• Prompt: Restate exactly, and only, the lines spanning from the one with "Target: glass bottle of water" to the end of the records below.
--------------------
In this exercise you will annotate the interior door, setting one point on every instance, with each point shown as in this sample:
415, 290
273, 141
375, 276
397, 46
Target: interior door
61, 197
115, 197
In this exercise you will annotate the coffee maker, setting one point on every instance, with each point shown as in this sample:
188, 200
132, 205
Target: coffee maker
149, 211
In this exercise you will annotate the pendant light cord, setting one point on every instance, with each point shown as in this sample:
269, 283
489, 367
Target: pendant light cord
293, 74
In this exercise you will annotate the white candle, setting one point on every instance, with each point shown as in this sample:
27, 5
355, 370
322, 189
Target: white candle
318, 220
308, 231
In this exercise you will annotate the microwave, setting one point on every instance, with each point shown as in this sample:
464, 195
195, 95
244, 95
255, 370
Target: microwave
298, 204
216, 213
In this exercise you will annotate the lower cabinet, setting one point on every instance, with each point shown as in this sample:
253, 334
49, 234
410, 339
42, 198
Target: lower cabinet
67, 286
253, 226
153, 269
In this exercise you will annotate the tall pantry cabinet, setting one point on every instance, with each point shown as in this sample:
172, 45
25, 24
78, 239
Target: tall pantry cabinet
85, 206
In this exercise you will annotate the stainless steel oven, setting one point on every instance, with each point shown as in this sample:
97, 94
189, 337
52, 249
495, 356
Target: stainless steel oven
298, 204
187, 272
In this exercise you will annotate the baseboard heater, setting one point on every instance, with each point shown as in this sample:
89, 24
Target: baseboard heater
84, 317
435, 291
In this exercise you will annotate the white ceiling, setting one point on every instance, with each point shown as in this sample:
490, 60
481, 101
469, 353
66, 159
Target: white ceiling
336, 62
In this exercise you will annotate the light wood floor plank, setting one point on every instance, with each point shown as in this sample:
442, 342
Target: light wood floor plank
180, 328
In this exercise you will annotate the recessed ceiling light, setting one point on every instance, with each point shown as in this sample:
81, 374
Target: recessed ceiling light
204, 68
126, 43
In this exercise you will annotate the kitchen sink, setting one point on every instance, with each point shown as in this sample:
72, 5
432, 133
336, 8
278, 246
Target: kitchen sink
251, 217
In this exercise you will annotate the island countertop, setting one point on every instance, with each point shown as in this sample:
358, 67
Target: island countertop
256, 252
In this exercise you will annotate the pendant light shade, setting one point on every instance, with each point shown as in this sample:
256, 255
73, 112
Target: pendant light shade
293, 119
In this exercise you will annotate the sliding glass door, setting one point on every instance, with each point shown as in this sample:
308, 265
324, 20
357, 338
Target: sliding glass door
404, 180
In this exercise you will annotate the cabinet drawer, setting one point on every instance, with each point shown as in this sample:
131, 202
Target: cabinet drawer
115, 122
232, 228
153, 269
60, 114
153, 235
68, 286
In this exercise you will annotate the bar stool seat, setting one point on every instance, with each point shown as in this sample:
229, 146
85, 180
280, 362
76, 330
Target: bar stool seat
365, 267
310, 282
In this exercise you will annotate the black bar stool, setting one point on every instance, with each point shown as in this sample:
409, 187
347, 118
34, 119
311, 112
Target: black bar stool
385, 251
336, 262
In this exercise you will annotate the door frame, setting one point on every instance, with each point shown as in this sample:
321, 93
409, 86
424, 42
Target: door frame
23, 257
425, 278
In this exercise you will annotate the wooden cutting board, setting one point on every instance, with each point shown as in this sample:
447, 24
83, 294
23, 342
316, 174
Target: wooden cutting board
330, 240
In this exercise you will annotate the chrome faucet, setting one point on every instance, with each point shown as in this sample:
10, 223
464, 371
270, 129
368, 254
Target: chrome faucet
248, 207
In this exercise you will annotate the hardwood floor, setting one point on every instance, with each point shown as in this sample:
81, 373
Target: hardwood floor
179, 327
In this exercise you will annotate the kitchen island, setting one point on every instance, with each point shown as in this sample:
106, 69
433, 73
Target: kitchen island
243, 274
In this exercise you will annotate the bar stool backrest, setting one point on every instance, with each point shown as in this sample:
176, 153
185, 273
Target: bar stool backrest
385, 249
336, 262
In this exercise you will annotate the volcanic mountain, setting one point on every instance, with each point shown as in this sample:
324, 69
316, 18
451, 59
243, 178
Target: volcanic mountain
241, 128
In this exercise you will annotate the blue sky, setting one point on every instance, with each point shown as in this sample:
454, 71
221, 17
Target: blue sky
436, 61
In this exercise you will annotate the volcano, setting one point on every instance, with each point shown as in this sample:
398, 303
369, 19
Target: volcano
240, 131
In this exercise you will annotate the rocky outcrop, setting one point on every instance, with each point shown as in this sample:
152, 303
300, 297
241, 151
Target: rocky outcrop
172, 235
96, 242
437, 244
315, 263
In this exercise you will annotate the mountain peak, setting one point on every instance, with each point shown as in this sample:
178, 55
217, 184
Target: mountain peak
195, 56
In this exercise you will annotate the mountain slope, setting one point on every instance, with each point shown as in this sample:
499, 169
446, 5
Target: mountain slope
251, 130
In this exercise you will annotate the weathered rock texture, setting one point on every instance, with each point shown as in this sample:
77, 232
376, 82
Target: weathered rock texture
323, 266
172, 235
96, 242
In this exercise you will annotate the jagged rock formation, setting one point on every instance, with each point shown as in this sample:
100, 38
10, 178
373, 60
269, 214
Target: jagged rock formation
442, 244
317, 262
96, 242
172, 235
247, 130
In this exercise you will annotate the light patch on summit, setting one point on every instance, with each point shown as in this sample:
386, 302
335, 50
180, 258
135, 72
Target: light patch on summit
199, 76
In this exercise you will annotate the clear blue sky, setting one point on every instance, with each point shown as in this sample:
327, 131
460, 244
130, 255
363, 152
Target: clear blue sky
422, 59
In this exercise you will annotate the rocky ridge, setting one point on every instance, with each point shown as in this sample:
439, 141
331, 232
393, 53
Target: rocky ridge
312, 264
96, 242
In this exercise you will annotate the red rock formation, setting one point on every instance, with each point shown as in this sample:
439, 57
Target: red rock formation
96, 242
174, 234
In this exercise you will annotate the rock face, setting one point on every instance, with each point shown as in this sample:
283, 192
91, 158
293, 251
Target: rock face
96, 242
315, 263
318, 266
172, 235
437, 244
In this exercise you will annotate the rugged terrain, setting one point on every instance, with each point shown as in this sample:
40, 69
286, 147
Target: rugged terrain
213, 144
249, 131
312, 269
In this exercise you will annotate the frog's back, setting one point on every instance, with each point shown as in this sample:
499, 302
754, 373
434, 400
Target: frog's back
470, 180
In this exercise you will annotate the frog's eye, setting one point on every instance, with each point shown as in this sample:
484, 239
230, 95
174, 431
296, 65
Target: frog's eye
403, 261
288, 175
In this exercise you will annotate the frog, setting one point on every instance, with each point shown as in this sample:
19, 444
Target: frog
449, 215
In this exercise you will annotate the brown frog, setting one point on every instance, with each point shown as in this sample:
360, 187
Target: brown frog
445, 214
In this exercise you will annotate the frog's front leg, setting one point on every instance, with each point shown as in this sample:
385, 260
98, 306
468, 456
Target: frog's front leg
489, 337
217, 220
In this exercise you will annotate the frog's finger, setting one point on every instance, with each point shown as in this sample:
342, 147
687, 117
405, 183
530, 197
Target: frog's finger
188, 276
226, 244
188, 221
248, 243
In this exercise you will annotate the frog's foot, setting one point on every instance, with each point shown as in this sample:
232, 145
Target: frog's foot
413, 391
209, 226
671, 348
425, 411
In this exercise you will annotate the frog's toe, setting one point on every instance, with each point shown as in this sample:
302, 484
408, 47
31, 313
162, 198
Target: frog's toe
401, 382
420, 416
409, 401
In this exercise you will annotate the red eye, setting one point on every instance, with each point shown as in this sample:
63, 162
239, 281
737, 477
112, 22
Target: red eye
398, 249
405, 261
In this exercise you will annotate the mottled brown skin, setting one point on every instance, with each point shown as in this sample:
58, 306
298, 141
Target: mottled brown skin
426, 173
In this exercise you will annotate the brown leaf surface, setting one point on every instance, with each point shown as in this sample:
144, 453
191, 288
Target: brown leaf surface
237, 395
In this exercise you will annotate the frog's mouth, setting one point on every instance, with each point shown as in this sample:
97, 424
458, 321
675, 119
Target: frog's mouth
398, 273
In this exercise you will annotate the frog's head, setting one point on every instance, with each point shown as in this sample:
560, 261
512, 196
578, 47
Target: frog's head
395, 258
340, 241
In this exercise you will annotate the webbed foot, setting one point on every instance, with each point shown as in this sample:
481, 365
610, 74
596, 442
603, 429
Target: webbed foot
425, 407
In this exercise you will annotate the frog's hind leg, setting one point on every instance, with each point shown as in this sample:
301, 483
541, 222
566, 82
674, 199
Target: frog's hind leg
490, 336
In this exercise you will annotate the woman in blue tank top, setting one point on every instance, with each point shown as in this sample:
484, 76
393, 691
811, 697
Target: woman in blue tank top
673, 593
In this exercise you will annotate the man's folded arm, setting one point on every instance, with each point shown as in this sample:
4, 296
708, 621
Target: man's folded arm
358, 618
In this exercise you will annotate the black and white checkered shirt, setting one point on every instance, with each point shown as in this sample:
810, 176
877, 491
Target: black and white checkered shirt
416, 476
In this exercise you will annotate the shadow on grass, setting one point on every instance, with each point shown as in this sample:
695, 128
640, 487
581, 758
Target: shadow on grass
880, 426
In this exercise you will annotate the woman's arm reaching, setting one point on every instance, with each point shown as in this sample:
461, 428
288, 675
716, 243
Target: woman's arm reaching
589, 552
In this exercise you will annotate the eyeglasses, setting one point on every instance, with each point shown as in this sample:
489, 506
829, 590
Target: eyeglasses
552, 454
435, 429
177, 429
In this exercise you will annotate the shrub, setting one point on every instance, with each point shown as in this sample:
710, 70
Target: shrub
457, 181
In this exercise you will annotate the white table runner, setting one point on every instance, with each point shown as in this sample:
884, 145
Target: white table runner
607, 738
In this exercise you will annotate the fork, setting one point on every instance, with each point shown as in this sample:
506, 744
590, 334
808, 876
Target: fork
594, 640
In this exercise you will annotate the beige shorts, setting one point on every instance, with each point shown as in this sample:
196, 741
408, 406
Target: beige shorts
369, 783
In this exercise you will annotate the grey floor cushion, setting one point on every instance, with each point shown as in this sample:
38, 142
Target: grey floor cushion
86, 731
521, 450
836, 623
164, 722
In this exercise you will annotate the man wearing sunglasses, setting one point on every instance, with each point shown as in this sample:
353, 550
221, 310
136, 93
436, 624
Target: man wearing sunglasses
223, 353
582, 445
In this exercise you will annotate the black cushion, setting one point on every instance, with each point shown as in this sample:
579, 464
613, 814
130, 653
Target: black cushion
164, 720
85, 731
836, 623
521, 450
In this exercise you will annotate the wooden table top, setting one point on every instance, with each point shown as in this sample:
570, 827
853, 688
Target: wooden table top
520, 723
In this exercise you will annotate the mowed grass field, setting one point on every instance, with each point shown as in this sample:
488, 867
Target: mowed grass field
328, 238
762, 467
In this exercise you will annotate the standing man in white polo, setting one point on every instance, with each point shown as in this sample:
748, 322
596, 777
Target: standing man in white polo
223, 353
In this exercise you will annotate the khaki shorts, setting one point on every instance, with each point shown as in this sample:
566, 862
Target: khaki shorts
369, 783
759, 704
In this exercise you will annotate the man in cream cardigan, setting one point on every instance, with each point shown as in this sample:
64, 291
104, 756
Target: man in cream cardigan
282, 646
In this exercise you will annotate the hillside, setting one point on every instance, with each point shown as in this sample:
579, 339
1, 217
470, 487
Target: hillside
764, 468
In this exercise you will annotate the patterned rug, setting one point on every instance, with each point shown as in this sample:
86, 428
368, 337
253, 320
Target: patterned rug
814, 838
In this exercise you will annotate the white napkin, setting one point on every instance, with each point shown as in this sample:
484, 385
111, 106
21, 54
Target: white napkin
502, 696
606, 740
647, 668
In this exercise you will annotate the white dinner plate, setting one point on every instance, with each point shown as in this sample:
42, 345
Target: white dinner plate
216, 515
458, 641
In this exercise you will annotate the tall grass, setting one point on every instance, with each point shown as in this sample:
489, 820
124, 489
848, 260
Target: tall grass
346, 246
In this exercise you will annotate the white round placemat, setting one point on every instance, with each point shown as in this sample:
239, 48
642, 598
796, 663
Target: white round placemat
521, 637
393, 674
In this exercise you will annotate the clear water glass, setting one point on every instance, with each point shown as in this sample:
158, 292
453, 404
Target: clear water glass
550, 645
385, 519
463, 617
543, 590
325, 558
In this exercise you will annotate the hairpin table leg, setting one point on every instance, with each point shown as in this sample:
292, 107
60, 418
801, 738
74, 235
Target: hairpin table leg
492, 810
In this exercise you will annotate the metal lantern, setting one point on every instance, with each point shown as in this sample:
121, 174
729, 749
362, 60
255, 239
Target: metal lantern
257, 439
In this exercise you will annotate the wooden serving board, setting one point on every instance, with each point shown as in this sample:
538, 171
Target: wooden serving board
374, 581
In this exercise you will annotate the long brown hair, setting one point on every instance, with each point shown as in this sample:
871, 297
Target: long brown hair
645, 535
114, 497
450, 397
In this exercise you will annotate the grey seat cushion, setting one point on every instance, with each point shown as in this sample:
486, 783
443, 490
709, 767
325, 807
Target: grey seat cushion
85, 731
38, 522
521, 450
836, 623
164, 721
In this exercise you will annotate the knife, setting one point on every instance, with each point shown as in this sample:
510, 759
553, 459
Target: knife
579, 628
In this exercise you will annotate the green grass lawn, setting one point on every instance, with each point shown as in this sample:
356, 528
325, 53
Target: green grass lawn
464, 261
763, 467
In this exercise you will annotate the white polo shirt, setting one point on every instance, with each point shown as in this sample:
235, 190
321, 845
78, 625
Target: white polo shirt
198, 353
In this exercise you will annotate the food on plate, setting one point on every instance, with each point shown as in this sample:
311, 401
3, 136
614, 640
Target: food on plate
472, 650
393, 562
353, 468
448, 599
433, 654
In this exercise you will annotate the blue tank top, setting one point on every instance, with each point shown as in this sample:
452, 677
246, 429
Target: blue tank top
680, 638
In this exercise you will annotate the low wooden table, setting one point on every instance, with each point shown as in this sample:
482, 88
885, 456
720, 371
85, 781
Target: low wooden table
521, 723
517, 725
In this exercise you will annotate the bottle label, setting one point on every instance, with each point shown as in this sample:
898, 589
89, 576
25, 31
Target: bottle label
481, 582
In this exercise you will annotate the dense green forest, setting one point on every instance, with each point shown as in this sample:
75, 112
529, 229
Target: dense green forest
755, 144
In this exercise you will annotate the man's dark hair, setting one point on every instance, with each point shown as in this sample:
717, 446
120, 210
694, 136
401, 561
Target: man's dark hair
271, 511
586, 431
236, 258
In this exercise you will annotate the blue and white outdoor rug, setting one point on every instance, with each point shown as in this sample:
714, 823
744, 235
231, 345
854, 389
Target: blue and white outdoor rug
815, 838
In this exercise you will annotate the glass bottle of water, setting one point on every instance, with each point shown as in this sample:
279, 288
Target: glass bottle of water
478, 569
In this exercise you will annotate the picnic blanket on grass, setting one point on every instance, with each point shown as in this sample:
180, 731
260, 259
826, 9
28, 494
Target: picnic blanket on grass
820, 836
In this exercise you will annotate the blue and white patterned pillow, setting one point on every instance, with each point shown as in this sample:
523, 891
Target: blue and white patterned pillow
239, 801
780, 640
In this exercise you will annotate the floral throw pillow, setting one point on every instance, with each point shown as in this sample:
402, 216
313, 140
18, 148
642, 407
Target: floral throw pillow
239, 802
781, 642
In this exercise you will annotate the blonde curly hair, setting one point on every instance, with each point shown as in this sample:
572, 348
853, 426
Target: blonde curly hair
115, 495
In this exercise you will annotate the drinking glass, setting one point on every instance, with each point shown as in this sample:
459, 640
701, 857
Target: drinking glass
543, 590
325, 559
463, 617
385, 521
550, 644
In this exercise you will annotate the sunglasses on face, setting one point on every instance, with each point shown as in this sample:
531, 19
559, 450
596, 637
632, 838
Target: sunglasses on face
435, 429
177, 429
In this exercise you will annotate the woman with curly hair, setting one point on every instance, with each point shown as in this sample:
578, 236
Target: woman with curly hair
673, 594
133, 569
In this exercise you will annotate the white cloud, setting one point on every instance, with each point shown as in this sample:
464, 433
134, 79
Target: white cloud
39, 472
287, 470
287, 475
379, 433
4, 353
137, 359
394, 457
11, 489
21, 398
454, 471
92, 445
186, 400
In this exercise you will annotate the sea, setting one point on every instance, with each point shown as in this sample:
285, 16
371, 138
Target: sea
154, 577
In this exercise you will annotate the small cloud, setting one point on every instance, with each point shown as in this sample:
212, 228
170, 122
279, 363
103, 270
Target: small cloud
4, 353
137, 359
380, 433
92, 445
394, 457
--------------------
• Reply:
Target: glass bottle of water
478, 569
In this exercise you will annotate the picnic blanket on grass, setting one point on every instance, with each point shown as in this sample:
180, 731
260, 259
826, 9
28, 494
Target: picnic blanket on grass
820, 836
In this exercise you will annotate the blue and white patterned pillow, setting one point on every instance, with each point shown as in this sample:
523, 891
Target: blue and white patterned pillow
239, 801
780, 640
In this exercise you will annotate the floral throw pillow, setting one point on every instance, with each point shown as in this sample:
402, 216
313, 140
18, 148
642, 407
Target: floral throw pillow
239, 802
781, 642
In this exercise you will annotate the blonde curly hair, setting one point on every instance, with each point shown as in this sample:
572, 348
853, 426
Target: blonde curly hair
115, 495
In this exercise you will annotate the drinking glass, setting one point on every instance, with each point shown as in this sample:
459, 640
701, 857
Target: drinking glass
543, 590
325, 559
463, 617
385, 521
550, 644
In this exercise you will annotate the sunglasses on face, setting one point on every instance, with each point shown as in this sample:
531, 19
559, 450
596, 637
632, 838
Target: sunglasses on face
435, 429
177, 429
In this exercise you will annotate the woman with curly hair, setting one point on every instance, with each point shown as in this sample:
578, 236
Target: woman with curly hair
673, 594
133, 569
In this exercise you will annotate the white cloud, setting one point on every instance, with each point shown as in this sample:
464, 433
134, 79
Target: white cloud
39, 472
287, 470
287, 475
379, 433
4, 353
137, 359
394, 457
11, 489
21, 398
454, 471
92, 445
186, 400
In this exercise you will annotate the sea, setting one point on every instance, with each point shown as in this sample:
285, 16
371, 138
Target: sea
154, 577
In this exercise you will annotate the small cloud, setting one point on every instance, with each point shown as in this sample:
212, 228
170, 122
279, 363
103, 270
Target: small cloud
4, 353
137, 359
380, 433
92, 445
394, 457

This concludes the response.